▸ **TEXTE EXTRAIT**:
*-*-*
La manifestation de cette gloire passe par une lumière visible, dont la fonction est de montrer, et par une lumière invisible dont la fonction est de faire comprendre. Commençons par la lumière visible. Au sommet de la montagne, le Christ porte des vêtements clairs aux couleurs lavées de blanc, une tunique bleu ciel et une toge jaune orangé qui tranchent sur les couleurs denses qu’il porte dans le folio placé en vis-à-vis, un bleu nuit et du pourpre qui évoque le sang du Christ Sauveur du monde. La modification de la palette entre les deux folios rend compte de la vision des trois apôtres : « et [les]vêtements [du Christ] devinrent blancs (alba) comme la neige » (Mt 17, 2) ; Luc évoque une « blancheur fulgurante » (Lc 9, 29) et Marc une blancheur non humaine (Mc 9, 3). La face, les mains et les pieds du Christ restent carnés dans l’image, et les exégètes insistent sur le fait que le Christ n’a pas quitté sa forme humaine (saint Jérôme, Commentarii in euangelium Matthaei, 3) ; ce que les yeux perçoivent est le réfléchissement en lui, comme dans un astre, de la lumière divine. C’est ce que rend manifeste le nimbe doré découpé dans les nuées (« et il fut transfiguré (transfiguratus) devant eux : son visage resplendit comme le soleil », Mt 17, 2). Cette luminosité astrale et surnaturelle laisse entrevoir la forme que prendra le Christ céleste à la fin des temps. Elle a cependant une autre fonction, tout aussi importante, qui explique la raison d’être d’une scène de Transfiguration pour illustrer le prologue de l’Évangile de Jean : celle de révéler la vraie nature de celui qui transcende le temps et l’espace, le Christ. La lumière matérielle, quand bien même surnaturelle, se fait alors lumière spirituelle, compréhension, comme nous allons le voir.
*-*-*
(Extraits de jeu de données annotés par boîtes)
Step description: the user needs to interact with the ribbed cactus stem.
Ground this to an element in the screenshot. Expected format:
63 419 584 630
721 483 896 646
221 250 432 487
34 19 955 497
*-*-*
▸ **CONSIGNE 1**:
Dans le texte extrait, relevez les parties du corps du Christ qui restent carnées dans l'image.
▸ **CONSIGNE 2**:
D'après le texte extrait, à quoi sert la lumière invisible ?

▸ **RÉPONSE 1**:
La face, les mains et les pieds.

▸ **RÉPONSE 2**:
Sa fonction est de faire comprendre.